___ INFORMATION PROVIDED

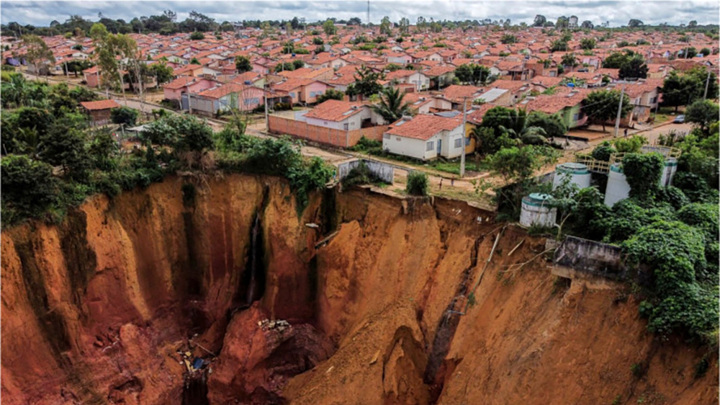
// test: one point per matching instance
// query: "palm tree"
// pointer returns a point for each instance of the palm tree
(391, 106)
(529, 135)
(15, 91)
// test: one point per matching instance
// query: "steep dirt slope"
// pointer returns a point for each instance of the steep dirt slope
(390, 291)
(94, 309)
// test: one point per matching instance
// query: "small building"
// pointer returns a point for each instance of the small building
(573, 173)
(343, 115)
(99, 111)
(92, 76)
(537, 211)
(425, 137)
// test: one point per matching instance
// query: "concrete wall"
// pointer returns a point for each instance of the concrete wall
(383, 170)
(587, 256)
(417, 148)
(329, 136)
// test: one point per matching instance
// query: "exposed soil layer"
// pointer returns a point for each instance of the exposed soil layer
(101, 308)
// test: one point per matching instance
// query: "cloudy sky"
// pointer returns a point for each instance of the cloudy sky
(618, 13)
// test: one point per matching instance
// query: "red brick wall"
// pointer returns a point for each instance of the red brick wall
(328, 136)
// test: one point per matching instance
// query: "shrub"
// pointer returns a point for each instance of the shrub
(123, 115)
(643, 172)
(189, 191)
(417, 183)
(360, 175)
(603, 151)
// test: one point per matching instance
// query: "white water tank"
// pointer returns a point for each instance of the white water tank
(668, 171)
(536, 210)
(617, 187)
(576, 173)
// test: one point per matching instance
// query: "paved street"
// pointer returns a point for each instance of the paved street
(464, 187)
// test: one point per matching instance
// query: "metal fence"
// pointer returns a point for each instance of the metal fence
(383, 171)
(591, 257)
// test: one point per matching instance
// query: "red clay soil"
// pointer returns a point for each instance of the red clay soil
(95, 309)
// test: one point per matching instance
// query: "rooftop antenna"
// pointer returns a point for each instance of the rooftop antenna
(368, 12)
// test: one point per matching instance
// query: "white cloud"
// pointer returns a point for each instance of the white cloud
(618, 13)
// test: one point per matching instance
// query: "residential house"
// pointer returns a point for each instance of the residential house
(567, 102)
(303, 91)
(518, 89)
(425, 104)
(342, 115)
(186, 84)
(496, 97)
(224, 97)
(418, 79)
(99, 111)
(644, 98)
(440, 76)
(92, 76)
(426, 137)
(457, 93)
(398, 58)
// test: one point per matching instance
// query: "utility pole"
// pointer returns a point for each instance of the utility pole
(267, 122)
(368, 23)
(462, 154)
(707, 84)
(617, 120)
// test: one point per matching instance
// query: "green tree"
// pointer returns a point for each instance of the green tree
(643, 172)
(553, 125)
(588, 43)
(366, 82)
(391, 106)
(508, 39)
(242, 64)
(518, 164)
(539, 21)
(473, 73)
(602, 105)
(558, 46)
(417, 183)
(386, 26)
(569, 60)
(162, 72)
(676, 301)
(37, 52)
(615, 60)
(124, 115)
(64, 146)
(702, 113)
(28, 188)
(634, 68)
(329, 27)
(331, 94)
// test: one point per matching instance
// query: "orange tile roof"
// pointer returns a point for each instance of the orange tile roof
(99, 105)
(423, 126)
(456, 92)
(335, 110)
(179, 83)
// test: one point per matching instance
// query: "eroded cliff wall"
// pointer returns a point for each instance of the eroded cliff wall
(94, 309)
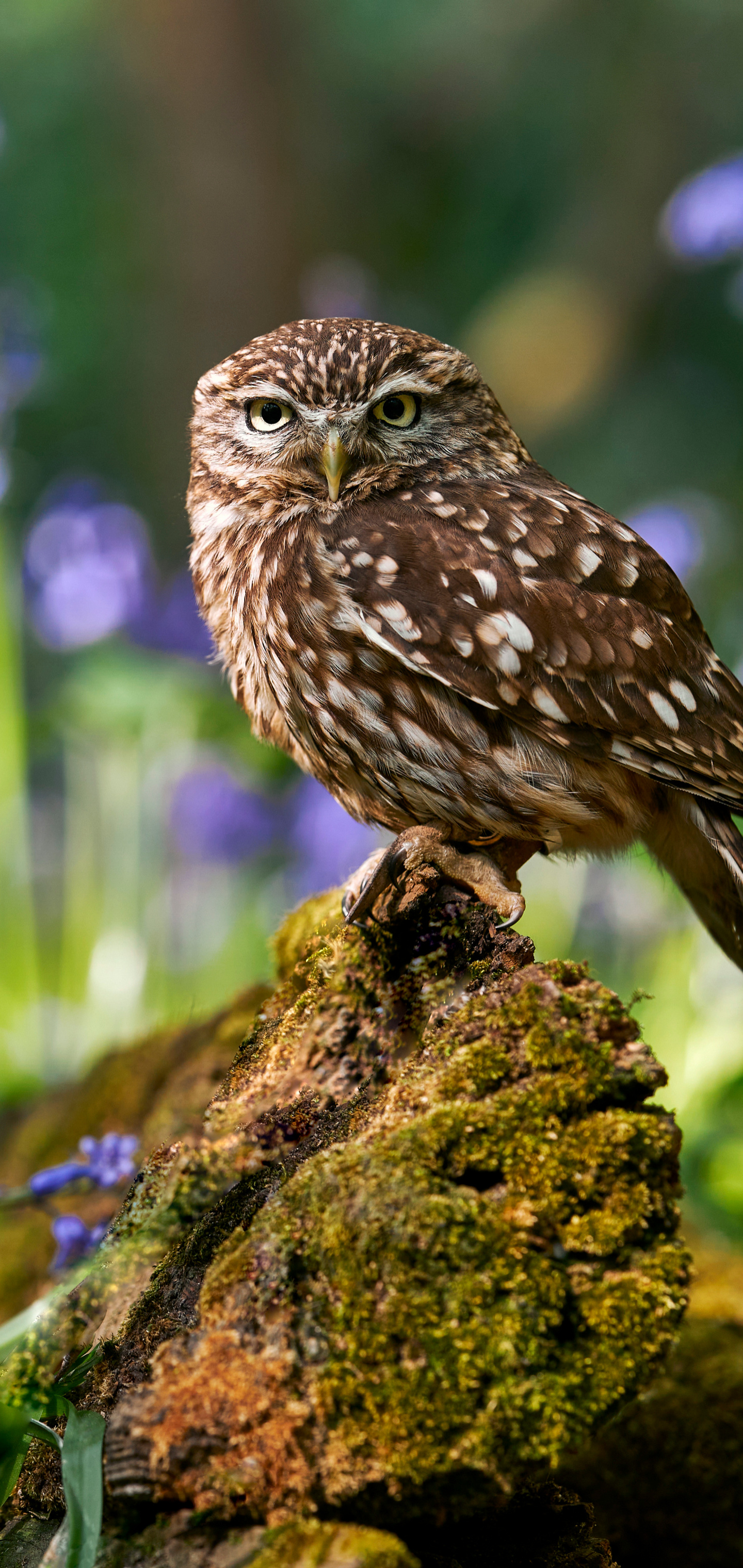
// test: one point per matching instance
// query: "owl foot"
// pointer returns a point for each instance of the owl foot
(417, 847)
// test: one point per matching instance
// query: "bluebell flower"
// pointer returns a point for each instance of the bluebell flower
(87, 566)
(214, 818)
(704, 219)
(74, 1239)
(327, 841)
(110, 1158)
(57, 1177)
(673, 532)
(171, 622)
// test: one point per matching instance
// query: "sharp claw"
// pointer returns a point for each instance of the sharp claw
(504, 926)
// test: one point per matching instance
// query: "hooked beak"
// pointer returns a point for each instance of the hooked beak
(334, 460)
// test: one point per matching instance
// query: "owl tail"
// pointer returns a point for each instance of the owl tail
(703, 851)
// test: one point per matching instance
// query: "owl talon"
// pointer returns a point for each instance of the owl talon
(430, 846)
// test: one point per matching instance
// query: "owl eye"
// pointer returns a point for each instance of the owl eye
(400, 408)
(267, 413)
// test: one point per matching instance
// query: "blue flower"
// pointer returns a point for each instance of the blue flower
(87, 566)
(74, 1239)
(704, 219)
(57, 1177)
(673, 532)
(214, 818)
(110, 1158)
(328, 843)
(171, 622)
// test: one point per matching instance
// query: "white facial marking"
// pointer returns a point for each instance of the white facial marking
(683, 695)
(664, 709)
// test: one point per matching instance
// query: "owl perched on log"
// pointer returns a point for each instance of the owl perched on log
(455, 643)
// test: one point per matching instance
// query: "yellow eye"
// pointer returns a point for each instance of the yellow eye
(399, 408)
(267, 413)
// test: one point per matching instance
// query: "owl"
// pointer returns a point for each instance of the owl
(457, 645)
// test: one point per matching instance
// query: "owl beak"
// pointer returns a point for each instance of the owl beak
(334, 460)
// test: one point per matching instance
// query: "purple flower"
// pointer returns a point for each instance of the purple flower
(704, 219)
(328, 843)
(171, 622)
(87, 568)
(57, 1177)
(673, 532)
(217, 819)
(74, 1239)
(110, 1158)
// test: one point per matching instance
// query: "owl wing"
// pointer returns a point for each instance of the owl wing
(530, 602)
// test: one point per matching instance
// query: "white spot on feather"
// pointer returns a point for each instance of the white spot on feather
(683, 695)
(546, 703)
(505, 625)
(488, 584)
(507, 659)
(626, 573)
(587, 560)
(664, 709)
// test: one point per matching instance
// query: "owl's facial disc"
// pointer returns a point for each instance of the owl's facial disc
(337, 441)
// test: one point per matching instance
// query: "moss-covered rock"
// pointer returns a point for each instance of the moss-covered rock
(422, 1244)
(667, 1476)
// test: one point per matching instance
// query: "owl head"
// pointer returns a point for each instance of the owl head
(320, 412)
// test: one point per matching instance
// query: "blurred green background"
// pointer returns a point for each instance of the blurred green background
(177, 176)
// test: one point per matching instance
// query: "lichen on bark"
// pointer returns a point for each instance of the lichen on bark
(422, 1246)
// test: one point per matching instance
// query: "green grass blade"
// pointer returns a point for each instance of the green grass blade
(14, 1439)
(84, 1485)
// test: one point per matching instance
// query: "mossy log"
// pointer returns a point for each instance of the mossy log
(421, 1247)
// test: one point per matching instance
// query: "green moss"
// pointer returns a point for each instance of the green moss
(667, 1476)
(308, 1543)
(422, 1246)
(300, 930)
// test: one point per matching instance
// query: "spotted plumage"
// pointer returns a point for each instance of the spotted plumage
(443, 632)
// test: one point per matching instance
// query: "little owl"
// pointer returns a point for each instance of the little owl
(449, 639)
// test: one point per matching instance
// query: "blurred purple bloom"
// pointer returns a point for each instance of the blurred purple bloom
(704, 219)
(217, 819)
(110, 1158)
(74, 1239)
(328, 843)
(57, 1177)
(87, 568)
(171, 622)
(673, 532)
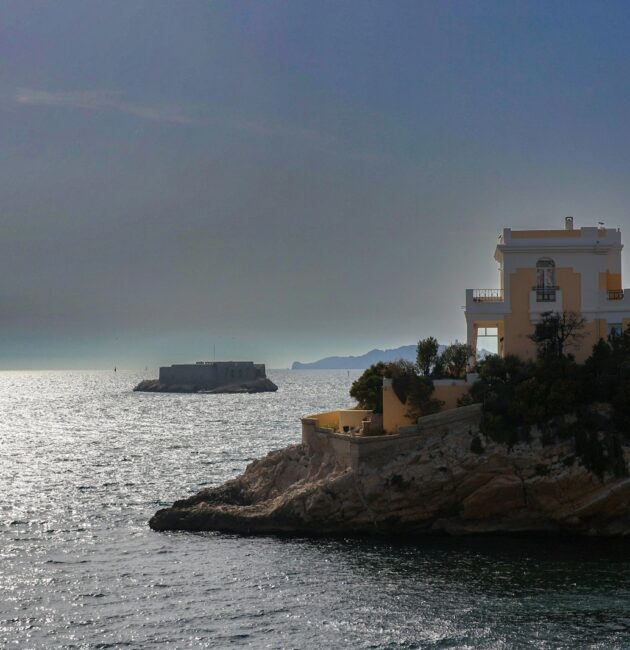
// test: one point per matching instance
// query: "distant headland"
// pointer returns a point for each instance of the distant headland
(363, 361)
(210, 377)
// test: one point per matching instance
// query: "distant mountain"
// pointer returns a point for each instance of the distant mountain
(407, 352)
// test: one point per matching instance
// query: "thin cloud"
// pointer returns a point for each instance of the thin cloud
(104, 100)
(101, 100)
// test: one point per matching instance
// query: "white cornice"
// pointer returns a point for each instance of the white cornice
(597, 249)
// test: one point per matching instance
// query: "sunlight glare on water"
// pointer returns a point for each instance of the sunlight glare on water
(85, 462)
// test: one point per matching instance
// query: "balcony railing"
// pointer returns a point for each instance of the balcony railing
(545, 294)
(487, 295)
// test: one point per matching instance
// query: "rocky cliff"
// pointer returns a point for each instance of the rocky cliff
(445, 477)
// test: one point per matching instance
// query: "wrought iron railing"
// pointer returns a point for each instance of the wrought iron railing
(615, 294)
(487, 295)
(545, 294)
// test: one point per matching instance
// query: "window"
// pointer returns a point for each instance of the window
(545, 272)
(545, 280)
(614, 330)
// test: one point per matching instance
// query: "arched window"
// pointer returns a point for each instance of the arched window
(545, 272)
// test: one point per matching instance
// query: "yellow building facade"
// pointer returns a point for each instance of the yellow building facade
(542, 271)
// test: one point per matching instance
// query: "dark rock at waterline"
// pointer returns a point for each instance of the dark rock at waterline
(260, 385)
(436, 482)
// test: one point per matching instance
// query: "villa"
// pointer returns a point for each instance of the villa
(541, 271)
(564, 270)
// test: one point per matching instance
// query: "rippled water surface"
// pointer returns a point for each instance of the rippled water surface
(84, 463)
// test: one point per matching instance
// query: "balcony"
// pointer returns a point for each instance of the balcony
(485, 304)
(546, 293)
(543, 299)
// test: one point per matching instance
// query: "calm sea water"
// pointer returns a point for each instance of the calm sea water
(84, 463)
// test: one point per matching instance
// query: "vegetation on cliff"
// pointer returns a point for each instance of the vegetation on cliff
(412, 382)
(562, 399)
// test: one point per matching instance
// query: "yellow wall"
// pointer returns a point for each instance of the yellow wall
(610, 281)
(336, 420)
(517, 324)
(450, 393)
(395, 412)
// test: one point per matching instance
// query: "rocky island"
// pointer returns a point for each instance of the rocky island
(533, 439)
(210, 377)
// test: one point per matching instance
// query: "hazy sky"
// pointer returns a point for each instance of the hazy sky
(288, 180)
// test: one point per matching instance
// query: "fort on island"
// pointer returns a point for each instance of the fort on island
(534, 439)
(539, 271)
(210, 377)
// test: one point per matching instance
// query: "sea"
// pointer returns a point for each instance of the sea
(85, 462)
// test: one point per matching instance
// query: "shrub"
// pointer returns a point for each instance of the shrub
(368, 388)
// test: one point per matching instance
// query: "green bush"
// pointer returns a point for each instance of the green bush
(368, 388)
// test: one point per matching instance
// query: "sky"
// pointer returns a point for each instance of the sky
(280, 181)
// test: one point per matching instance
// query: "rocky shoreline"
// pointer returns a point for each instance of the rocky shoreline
(260, 385)
(449, 479)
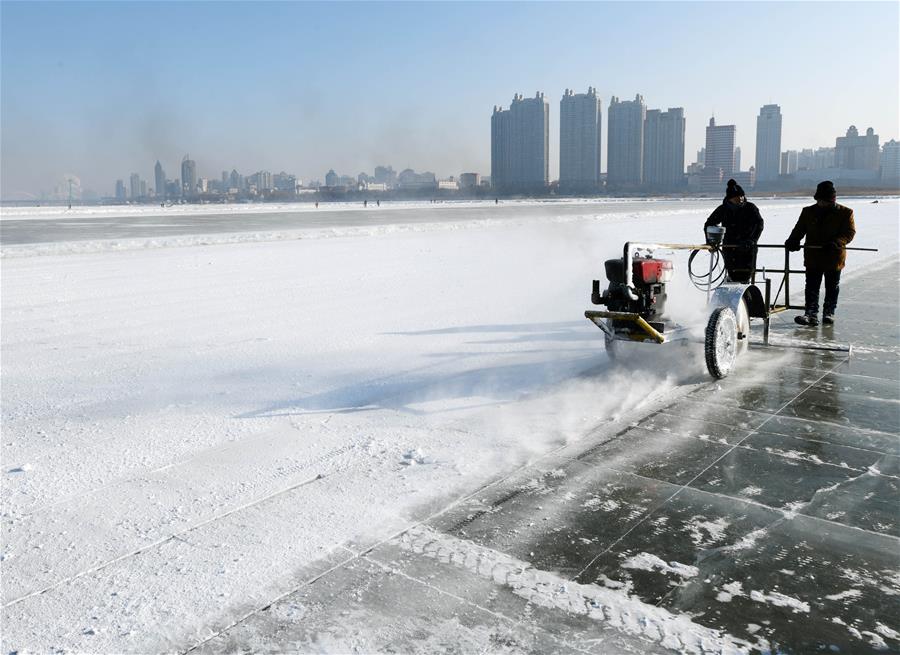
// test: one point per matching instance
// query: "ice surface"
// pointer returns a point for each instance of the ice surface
(191, 433)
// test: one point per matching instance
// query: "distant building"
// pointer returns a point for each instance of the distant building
(579, 140)
(746, 179)
(720, 147)
(806, 160)
(188, 177)
(790, 161)
(855, 152)
(284, 183)
(159, 176)
(386, 175)
(409, 180)
(625, 142)
(520, 145)
(768, 143)
(890, 163)
(664, 148)
(236, 182)
(469, 180)
(823, 158)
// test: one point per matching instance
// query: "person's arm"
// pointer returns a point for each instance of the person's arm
(847, 232)
(714, 219)
(799, 231)
(758, 225)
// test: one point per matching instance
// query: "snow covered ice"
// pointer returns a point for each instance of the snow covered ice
(205, 411)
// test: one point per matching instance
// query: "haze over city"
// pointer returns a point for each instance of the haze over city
(100, 90)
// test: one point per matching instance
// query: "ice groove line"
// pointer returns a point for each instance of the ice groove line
(771, 415)
(696, 477)
(163, 540)
(398, 534)
(499, 615)
(212, 451)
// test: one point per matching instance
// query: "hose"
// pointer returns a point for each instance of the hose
(713, 278)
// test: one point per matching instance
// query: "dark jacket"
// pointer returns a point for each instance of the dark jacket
(743, 225)
(832, 228)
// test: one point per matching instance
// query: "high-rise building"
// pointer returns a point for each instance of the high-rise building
(469, 180)
(664, 148)
(135, 184)
(720, 147)
(386, 175)
(890, 162)
(790, 161)
(159, 177)
(824, 158)
(855, 152)
(520, 144)
(188, 177)
(625, 142)
(768, 143)
(579, 140)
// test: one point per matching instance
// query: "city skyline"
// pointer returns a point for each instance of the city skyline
(356, 85)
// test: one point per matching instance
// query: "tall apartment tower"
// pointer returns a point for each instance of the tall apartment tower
(720, 147)
(579, 140)
(856, 152)
(664, 148)
(625, 142)
(135, 184)
(159, 176)
(188, 176)
(520, 145)
(768, 143)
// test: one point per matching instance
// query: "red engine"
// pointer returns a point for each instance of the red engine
(652, 271)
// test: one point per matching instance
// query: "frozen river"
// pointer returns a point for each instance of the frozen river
(198, 423)
(52, 225)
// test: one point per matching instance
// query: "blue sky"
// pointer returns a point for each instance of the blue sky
(104, 89)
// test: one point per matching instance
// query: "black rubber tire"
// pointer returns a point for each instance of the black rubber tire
(612, 348)
(720, 355)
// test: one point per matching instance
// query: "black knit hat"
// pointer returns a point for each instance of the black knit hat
(734, 190)
(825, 191)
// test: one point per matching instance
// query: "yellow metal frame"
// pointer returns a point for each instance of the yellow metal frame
(648, 329)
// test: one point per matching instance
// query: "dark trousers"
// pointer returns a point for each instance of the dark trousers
(832, 287)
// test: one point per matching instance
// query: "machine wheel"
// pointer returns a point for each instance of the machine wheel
(743, 326)
(721, 342)
(612, 349)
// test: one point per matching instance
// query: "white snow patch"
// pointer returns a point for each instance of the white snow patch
(780, 600)
(705, 532)
(850, 593)
(545, 589)
(651, 562)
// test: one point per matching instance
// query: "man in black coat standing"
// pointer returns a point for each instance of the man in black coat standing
(743, 224)
(828, 228)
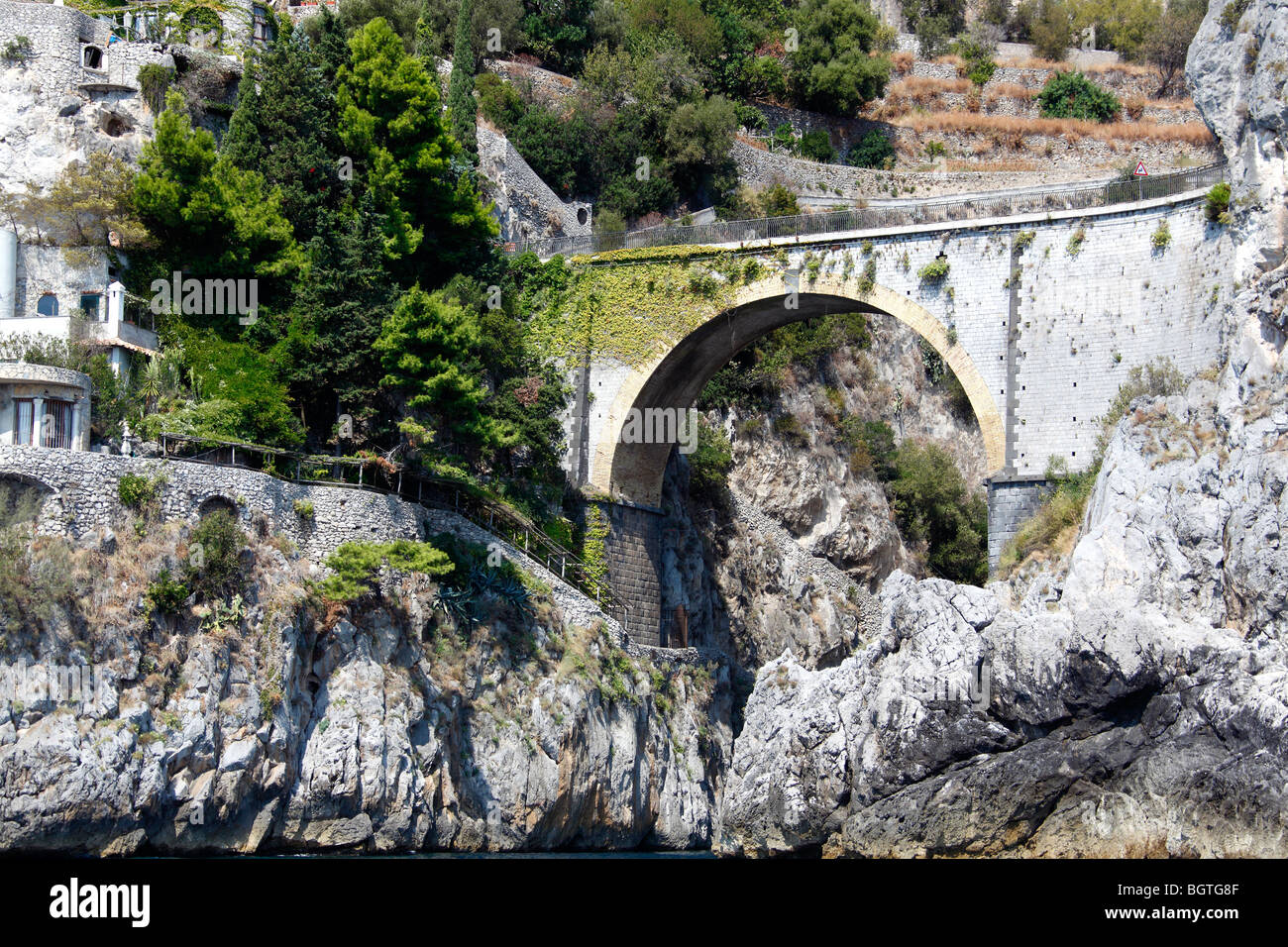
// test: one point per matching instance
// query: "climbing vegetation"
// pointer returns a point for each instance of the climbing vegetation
(1054, 528)
(355, 566)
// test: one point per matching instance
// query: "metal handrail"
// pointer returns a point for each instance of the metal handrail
(434, 492)
(932, 210)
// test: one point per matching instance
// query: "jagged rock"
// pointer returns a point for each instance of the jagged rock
(1141, 712)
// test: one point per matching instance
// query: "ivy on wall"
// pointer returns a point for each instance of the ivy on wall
(593, 548)
(634, 304)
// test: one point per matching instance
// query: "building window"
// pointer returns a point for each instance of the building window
(24, 411)
(91, 304)
(262, 29)
(53, 429)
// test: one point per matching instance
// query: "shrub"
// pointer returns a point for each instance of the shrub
(1073, 95)
(935, 270)
(709, 463)
(934, 35)
(1233, 12)
(980, 71)
(1162, 236)
(140, 493)
(789, 428)
(165, 595)
(750, 116)
(1055, 525)
(355, 566)
(875, 150)
(213, 567)
(1050, 29)
(934, 506)
(876, 442)
(816, 146)
(1076, 240)
(837, 65)
(18, 50)
(777, 201)
(868, 281)
(154, 82)
(1218, 201)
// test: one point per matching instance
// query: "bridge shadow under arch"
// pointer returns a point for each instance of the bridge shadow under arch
(632, 472)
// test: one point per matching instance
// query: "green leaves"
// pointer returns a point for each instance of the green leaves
(355, 566)
(832, 69)
(1073, 95)
(207, 217)
(391, 125)
(934, 506)
(428, 348)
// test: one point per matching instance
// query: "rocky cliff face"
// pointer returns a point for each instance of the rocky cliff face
(1129, 699)
(387, 729)
(1235, 71)
(790, 558)
(1132, 702)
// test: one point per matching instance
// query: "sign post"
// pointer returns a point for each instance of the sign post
(1140, 184)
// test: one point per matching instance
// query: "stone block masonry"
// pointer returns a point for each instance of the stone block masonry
(634, 552)
(81, 495)
(1010, 505)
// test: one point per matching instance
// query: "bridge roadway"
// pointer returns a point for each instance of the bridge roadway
(1042, 316)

______

_INSTRUCTION_
Count the lines of the records that contain the word "residential" and give only that number.

_SOLUTION_
2